- Exercise requirements -
Return all lines of the listing below that carry the word "shed".
Segment Start: Records to use
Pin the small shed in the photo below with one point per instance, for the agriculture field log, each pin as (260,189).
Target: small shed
Segment End: Records to use
Segment Start: Records to use
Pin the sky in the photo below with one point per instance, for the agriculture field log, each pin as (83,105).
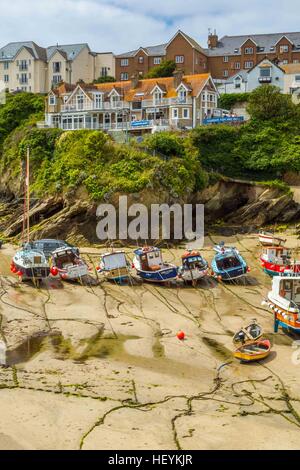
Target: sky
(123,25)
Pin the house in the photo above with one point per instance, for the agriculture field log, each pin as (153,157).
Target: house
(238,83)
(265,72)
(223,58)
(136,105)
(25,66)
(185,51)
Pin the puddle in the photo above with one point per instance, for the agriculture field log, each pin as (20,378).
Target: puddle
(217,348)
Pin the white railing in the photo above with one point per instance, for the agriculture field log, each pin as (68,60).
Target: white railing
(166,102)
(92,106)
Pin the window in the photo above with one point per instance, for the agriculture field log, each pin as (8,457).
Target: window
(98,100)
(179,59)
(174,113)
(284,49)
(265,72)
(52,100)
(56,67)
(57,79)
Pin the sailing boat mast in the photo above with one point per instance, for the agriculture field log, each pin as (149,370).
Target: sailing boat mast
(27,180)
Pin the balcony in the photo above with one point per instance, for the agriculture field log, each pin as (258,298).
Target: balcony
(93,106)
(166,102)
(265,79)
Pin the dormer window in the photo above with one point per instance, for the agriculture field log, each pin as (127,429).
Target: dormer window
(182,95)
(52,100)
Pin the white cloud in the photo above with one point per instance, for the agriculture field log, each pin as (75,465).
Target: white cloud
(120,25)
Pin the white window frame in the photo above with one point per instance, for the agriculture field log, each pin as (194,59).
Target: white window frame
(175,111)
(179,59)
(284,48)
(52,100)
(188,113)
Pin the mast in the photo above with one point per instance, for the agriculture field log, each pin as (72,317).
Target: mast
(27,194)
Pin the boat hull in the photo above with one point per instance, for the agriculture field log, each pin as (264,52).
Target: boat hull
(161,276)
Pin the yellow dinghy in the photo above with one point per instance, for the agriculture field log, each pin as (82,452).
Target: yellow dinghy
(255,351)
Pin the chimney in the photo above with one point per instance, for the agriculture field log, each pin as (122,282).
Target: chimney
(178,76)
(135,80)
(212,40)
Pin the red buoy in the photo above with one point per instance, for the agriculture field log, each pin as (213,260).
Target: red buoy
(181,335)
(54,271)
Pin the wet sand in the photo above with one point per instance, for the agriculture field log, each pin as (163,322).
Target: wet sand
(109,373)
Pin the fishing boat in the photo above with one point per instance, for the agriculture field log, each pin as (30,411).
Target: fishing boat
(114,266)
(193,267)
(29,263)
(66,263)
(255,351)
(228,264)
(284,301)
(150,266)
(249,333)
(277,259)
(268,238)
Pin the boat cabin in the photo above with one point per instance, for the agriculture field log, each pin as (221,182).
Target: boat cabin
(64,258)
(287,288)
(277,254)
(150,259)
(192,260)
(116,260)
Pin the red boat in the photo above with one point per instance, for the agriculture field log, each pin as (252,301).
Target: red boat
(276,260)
Segment End: Records to use
- Solution to the problem -
Pin the small shed in the photo below with one point per instance, for the agriculture field log, each pin as (260,189).
Target: small shed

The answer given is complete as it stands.